(TASK REQUIREMENTS): Taking the line with "Pass this photo to locate to point out the halter noseband." as the start, reproduce every line until the records end, exactly and with nothing added.

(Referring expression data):
━━━━━━
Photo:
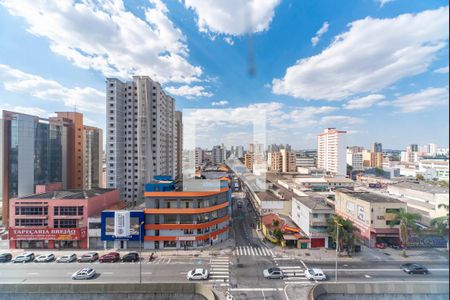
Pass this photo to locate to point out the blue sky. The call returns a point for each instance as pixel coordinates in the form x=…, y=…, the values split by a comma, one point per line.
x=377, y=68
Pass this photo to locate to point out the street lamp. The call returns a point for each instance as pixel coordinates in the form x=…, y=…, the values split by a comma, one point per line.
x=140, y=251
x=337, y=245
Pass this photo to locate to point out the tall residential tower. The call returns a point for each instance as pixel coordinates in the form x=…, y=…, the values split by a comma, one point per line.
x=140, y=135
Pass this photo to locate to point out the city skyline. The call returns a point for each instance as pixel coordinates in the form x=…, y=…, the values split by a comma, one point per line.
x=399, y=100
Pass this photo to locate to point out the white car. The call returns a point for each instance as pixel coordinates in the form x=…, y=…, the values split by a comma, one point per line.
x=198, y=274
x=45, y=258
x=86, y=273
x=67, y=258
x=315, y=274
x=23, y=258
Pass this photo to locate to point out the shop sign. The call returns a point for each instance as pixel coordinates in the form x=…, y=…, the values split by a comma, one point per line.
x=49, y=234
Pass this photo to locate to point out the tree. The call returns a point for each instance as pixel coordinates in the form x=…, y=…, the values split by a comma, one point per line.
x=441, y=223
x=407, y=222
x=346, y=230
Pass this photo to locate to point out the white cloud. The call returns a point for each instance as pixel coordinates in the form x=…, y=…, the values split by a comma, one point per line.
x=372, y=55
x=220, y=103
x=104, y=36
x=333, y=120
x=86, y=99
x=229, y=40
x=29, y=110
x=233, y=17
x=443, y=70
x=319, y=33
x=189, y=92
x=383, y=2
x=364, y=102
x=423, y=100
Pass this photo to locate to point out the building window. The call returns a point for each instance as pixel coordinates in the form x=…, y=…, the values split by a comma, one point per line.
x=66, y=223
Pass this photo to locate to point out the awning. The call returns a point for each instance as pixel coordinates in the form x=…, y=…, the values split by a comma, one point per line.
x=289, y=237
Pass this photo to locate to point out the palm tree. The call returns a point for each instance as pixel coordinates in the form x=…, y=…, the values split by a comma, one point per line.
x=407, y=222
x=346, y=233
x=441, y=223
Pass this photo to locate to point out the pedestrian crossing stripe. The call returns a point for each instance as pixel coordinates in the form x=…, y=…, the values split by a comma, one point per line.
x=252, y=251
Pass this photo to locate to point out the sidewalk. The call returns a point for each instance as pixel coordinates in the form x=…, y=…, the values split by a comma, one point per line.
x=224, y=248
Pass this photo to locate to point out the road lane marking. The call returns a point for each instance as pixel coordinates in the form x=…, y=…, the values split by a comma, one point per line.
x=255, y=289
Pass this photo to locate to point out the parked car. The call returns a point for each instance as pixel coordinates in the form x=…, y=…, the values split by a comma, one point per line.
x=86, y=273
x=45, y=258
x=315, y=274
x=131, y=257
x=414, y=269
x=5, y=257
x=24, y=258
x=273, y=273
x=380, y=245
x=88, y=257
x=110, y=257
x=67, y=258
x=198, y=274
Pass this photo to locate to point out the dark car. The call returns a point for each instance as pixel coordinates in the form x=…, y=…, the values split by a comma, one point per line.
x=110, y=257
x=414, y=269
x=5, y=257
x=89, y=257
x=131, y=257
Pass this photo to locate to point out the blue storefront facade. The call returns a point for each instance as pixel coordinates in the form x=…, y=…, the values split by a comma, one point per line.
x=135, y=234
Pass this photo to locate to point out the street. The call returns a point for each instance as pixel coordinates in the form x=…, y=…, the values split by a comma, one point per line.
x=240, y=273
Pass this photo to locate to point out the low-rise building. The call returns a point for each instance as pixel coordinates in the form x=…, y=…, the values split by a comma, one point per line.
x=186, y=219
x=371, y=213
x=422, y=198
x=311, y=213
x=56, y=219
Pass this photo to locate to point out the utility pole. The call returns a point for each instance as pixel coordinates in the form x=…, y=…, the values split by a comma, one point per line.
x=140, y=252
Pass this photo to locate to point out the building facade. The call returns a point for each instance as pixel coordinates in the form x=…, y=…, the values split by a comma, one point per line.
x=186, y=220
x=92, y=157
x=179, y=145
x=371, y=213
x=311, y=214
x=331, y=151
x=141, y=134
x=57, y=219
x=35, y=152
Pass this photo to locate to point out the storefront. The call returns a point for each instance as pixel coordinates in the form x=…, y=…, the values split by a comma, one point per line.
x=48, y=238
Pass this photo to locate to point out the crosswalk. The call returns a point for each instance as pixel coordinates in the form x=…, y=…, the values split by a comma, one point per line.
x=293, y=274
x=219, y=271
x=253, y=251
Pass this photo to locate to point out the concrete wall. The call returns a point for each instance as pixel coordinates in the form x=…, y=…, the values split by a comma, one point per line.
x=379, y=290
x=179, y=291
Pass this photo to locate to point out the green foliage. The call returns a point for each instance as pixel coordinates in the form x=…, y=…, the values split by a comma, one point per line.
x=278, y=234
x=347, y=230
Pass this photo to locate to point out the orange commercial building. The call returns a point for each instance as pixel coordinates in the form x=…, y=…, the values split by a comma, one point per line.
x=185, y=219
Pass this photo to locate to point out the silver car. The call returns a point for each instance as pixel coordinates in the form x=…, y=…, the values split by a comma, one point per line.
x=23, y=258
x=273, y=273
x=45, y=258
x=67, y=258
x=83, y=274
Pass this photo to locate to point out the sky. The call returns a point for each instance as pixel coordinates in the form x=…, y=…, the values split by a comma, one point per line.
x=375, y=68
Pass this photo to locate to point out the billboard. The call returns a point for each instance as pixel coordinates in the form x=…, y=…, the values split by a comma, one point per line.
x=49, y=234
x=122, y=223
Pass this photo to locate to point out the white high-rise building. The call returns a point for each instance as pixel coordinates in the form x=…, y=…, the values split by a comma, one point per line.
x=331, y=151
x=140, y=135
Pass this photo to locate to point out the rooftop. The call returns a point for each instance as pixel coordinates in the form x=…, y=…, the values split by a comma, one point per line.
x=369, y=197
x=314, y=202
x=69, y=194
x=423, y=187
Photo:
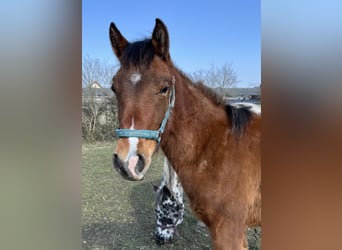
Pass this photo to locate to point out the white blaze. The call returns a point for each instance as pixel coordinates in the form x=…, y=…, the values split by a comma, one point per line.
x=135, y=78
x=133, y=144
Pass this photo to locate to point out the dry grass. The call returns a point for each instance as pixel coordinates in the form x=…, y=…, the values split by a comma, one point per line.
x=119, y=214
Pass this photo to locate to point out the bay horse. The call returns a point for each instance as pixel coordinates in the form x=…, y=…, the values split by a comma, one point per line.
x=214, y=148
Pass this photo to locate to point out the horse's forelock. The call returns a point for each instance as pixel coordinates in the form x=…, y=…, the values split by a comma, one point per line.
x=138, y=54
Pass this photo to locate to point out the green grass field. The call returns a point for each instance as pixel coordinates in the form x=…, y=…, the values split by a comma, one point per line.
x=119, y=214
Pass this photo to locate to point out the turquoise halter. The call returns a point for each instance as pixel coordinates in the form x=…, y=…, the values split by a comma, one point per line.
x=150, y=134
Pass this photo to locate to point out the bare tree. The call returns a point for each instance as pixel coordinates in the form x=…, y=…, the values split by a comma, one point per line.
x=94, y=69
x=98, y=107
x=217, y=77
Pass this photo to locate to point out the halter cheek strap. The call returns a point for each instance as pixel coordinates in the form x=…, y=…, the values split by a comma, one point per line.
x=151, y=134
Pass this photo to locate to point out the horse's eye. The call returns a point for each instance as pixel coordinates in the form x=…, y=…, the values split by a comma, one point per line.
x=113, y=89
x=164, y=90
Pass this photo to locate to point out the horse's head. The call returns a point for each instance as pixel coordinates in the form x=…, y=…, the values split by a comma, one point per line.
x=144, y=88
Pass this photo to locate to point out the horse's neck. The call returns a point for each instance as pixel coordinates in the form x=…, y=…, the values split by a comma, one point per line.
x=194, y=123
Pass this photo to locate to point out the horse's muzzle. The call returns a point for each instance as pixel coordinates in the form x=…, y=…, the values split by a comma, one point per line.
x=127, y=170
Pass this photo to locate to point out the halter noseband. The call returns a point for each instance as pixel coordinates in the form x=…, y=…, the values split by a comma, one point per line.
x=151, y=134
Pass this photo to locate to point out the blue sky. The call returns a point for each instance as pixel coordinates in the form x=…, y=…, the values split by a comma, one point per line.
x=202, y=33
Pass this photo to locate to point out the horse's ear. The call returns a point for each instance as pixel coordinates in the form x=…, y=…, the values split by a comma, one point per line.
x=117, y=40
x=160, y=40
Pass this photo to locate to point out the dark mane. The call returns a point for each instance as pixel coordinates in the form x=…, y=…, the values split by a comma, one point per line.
x=239, y=117
x=138, y=54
━━━━━━
(ANSWER SECTION):
Pass this photo to locate to point out the halter noseband. The call returns a point for each instance as pixel coordinates in the form x=…, y=…, the values split by a comma, one point per line.
x=151, y=134
Pass this photo to locate to point out the blue sky. The call returns a point for each instance as pixel coordinates in the form x=…, y=…, the values split by a comma, one point per line.
x=202, y=33
Pass this photo to locate to point out the horse's ear. The call returns a point for each instance as pixel coordinates in the form x=…, y=…, the values split by a comma, one point per line.
x=117, y=40
x=160, y=40
Pass this photo to locate to point out the dark mane. The call returns a point for each instance as pixel coordinates in the form x=…, y=…, the values split by a comma, one point per line.
x=239, y=117
x=138, y=54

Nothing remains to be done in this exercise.